Here "x" is the drive letter on your  local computer.Mapping as a network drive will create a drive under my computer with the remote pc's shared resources.


----------



## djmykey (Jan 23, 2005)

First of all since u say that the comps r bought since a long time r u sure that all the lan cards r of the same speed if no then dude ur in trouble cozi if the lan cards r not of same speed then the comps have some problem in seeing each other they dont even ping each other. The other things u can check out is workgruop settings n all but if the lan cards r of diff speeds theres nothing u can do but buy same speed lan cards (preferrably the speed of ur hub/switch).


----------



## alib_i (Jan 23, 2005)

sakumar79 said:
			
		

> When I switch the machines on, they are able to connect to each other, but after a while, the XP and the 2k machine have trouble seeing each other.


The way u've posted the problem .. it seems to me that initially the machines open shared files of other pcs normally, but after some time the xp and 2k machins cause problems.
If this is so ..
then i think u dont have ServicePack1 on winxp.
its a known problem in winxp that when u try to open other pc using "\\computername", the windows explorer hangs.
the problem usually disappears when u install SP1

-----
alibi


----------



## sakumar79 (Jan 24, 2005)

Hi guys,
   Thanx for the replies...

+ + + + +

SET OF TASKS:
• a. Answer these questions about the forum thread:
(i) According to djmykey, what speed should new LAN cards preferably match?
(ii) Which two machines does the quoted post say have trouble seeing each other after a while?
(iii) What does alib_i say usually makes the problem disappear?
• b. Repeat the part of the forum thread that begins at the words "## djmykey (Jan" and stops after "of ur hub/switch).".
The material that comes next is separate from the forum thread.

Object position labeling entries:
+ + + + +

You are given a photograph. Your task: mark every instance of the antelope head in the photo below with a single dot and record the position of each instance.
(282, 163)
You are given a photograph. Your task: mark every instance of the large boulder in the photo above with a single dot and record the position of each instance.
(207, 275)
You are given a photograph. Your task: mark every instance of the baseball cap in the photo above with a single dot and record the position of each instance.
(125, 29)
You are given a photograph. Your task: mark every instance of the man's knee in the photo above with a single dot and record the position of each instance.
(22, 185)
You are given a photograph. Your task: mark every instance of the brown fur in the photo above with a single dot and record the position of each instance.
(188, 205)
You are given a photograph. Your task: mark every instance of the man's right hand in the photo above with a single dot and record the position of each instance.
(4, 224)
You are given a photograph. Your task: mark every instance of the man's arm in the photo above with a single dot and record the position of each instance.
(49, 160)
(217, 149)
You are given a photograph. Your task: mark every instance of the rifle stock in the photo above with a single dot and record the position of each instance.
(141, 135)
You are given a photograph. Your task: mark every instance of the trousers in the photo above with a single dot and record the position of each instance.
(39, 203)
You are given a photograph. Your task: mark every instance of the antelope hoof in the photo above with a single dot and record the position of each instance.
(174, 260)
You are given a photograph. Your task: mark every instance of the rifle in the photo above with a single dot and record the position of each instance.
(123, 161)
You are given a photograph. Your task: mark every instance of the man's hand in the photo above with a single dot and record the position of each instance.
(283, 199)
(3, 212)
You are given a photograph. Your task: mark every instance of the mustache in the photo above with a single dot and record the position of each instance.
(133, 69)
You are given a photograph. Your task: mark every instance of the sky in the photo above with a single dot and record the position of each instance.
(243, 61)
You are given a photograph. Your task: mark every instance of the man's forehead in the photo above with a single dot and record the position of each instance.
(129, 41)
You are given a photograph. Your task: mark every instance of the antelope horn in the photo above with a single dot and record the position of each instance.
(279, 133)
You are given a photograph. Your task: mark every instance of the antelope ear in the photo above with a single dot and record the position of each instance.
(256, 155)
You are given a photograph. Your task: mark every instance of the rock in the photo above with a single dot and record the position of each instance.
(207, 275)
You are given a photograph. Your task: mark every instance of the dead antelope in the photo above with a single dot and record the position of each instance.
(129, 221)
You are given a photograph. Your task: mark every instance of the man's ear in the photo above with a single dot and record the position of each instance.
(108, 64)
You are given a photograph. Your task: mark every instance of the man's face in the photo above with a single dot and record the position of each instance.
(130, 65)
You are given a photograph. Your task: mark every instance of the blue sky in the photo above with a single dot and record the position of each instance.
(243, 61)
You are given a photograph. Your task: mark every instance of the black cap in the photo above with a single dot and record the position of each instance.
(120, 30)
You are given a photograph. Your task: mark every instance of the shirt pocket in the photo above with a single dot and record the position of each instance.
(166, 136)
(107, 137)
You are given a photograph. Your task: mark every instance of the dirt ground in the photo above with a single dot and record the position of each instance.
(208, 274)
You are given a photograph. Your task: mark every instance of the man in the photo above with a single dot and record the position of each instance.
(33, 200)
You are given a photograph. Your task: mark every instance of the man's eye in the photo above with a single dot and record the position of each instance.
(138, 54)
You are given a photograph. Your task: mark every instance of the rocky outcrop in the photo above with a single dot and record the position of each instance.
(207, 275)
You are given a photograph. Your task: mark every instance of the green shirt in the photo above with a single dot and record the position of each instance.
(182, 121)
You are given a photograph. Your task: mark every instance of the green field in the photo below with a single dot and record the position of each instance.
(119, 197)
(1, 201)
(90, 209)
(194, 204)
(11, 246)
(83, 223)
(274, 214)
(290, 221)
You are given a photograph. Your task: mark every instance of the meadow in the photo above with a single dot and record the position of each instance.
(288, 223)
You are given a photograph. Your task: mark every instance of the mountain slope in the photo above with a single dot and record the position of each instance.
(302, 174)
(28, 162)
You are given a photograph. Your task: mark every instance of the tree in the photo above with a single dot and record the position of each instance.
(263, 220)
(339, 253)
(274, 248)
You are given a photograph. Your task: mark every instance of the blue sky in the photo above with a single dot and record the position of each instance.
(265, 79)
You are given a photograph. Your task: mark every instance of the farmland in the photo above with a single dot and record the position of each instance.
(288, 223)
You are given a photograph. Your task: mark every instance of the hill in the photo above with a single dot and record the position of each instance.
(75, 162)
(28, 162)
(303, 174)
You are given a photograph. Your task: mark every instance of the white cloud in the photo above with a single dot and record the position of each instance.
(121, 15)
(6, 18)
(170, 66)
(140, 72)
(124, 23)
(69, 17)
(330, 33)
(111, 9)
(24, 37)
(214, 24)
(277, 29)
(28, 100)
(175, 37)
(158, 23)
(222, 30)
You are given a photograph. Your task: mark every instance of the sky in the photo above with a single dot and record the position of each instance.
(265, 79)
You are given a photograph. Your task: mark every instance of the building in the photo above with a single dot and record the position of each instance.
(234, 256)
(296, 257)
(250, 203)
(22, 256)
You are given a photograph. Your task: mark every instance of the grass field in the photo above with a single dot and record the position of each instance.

+ + + + +

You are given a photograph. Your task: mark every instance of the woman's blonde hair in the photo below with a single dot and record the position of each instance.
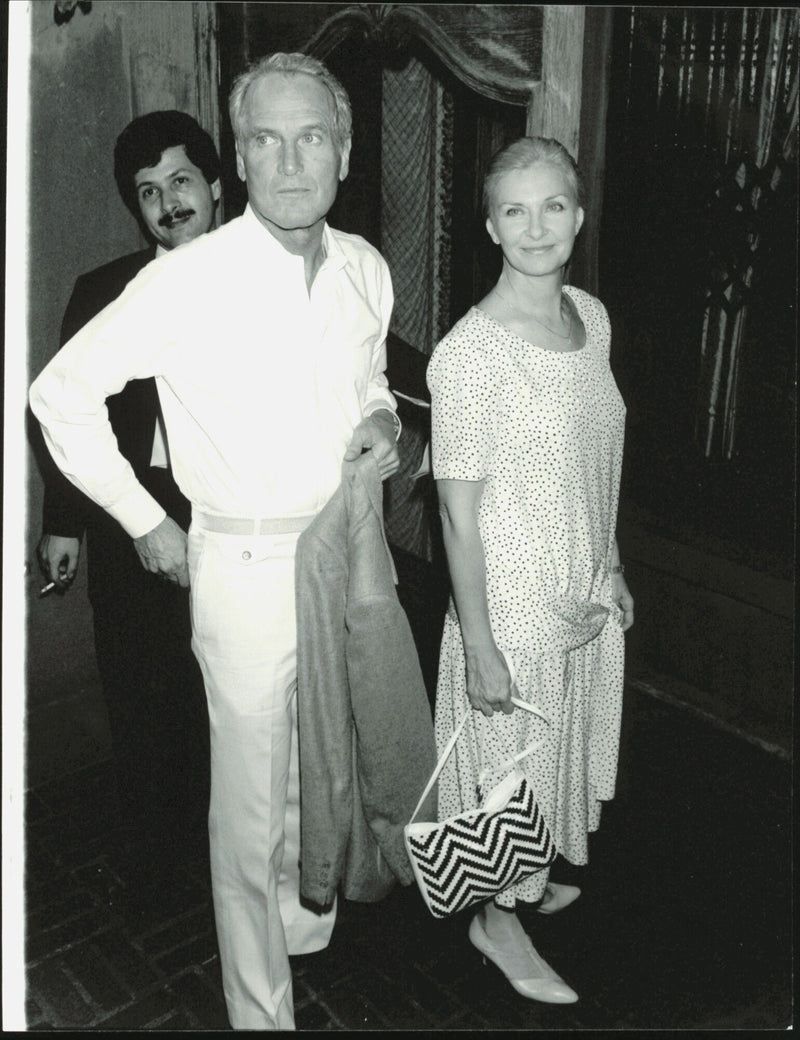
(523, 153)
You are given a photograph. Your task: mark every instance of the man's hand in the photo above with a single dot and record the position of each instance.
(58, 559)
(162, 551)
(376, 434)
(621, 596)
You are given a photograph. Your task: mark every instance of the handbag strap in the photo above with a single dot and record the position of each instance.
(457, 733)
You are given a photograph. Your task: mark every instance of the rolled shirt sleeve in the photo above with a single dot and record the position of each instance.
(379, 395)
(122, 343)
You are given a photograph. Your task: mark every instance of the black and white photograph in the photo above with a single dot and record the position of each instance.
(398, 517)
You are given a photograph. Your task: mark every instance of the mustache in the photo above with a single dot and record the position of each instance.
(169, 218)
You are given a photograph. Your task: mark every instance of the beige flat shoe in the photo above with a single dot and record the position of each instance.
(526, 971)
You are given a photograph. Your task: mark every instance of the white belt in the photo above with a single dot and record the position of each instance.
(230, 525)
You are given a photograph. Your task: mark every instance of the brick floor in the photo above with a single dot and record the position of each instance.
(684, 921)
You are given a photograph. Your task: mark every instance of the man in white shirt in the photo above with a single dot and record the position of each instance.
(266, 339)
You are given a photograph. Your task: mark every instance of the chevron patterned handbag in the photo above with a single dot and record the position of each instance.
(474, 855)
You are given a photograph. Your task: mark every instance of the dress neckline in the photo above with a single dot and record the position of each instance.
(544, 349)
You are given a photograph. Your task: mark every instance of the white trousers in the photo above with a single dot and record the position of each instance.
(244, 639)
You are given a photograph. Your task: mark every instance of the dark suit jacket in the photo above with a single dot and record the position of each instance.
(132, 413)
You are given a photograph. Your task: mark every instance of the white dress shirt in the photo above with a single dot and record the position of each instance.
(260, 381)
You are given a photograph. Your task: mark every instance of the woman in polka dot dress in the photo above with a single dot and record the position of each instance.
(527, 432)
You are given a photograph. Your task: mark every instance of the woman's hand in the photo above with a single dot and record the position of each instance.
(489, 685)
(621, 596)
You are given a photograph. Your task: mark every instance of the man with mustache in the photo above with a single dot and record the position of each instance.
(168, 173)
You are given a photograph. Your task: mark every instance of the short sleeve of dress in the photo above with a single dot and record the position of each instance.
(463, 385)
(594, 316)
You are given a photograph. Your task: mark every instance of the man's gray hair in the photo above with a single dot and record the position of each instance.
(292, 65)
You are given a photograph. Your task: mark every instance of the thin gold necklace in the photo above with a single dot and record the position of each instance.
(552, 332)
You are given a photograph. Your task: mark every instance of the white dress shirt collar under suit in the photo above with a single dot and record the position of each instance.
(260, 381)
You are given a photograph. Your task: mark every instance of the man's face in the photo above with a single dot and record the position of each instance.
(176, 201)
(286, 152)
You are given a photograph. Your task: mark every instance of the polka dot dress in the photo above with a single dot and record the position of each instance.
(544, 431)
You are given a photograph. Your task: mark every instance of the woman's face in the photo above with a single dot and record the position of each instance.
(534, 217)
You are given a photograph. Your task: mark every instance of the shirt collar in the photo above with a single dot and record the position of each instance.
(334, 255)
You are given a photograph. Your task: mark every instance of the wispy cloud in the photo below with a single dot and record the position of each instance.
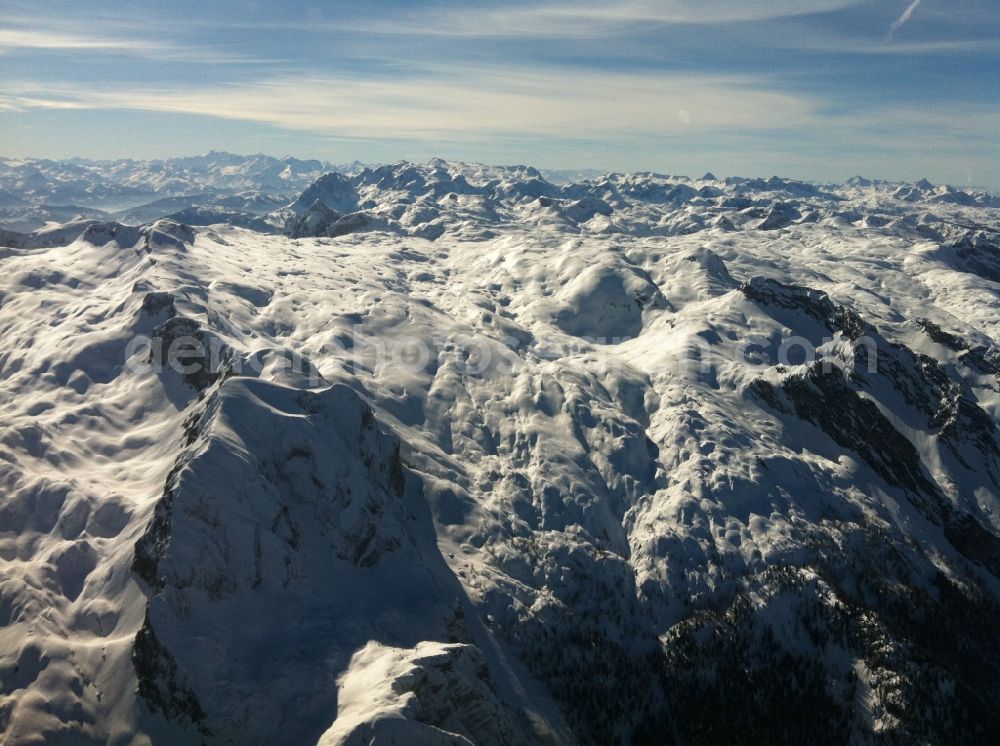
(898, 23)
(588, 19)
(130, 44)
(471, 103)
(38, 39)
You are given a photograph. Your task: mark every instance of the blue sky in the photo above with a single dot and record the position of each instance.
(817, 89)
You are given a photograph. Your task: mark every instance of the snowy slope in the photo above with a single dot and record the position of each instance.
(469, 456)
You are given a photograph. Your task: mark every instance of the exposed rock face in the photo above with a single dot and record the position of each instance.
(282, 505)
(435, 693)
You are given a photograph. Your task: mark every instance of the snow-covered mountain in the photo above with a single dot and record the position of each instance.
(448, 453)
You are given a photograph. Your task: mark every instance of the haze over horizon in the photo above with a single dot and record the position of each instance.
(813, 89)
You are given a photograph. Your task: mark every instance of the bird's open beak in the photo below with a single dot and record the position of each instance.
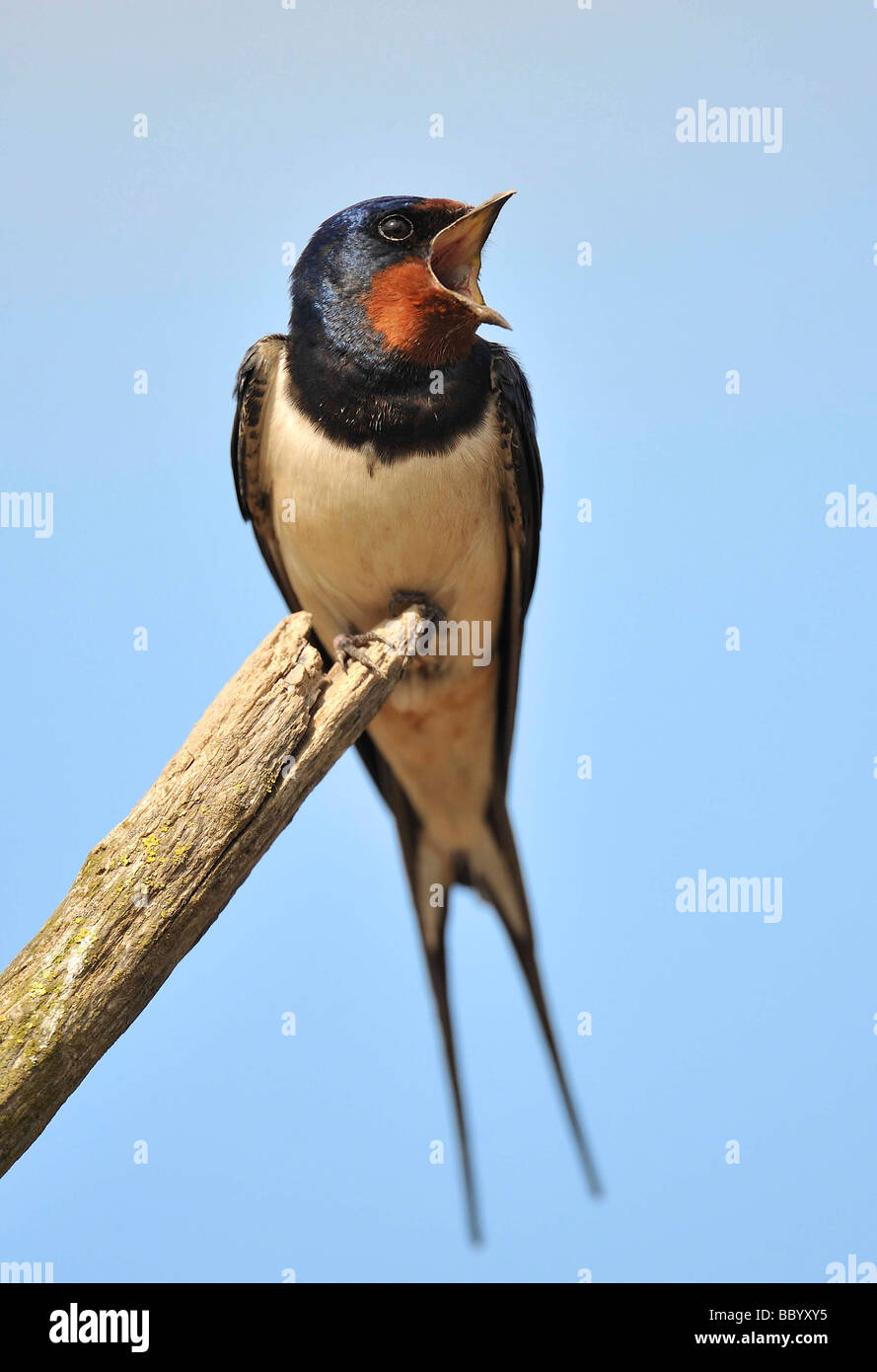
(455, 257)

+ + + + +

ANSWERS IN ORDER:
• a.
(i) The speed of the hub/switch.
(ii) The XP machine and the 2k machine.
(iii) Installing SP1.

• b.
## djmykey (Jan 23, 2005)

First of all since u say that the comps r bought since a long time r u sure that all the lan cards r of the same speed if no then dude ur in trouble cozi if the lan cards r not of same speed then the comps have some problem in seeing each other they dont even ping each other. The other things u can check out is workgruop settings n all but if the lan cards r of diff speeds theres nothing u can do but buy same speed lan cards (preferrably the speed of ur hub/switch).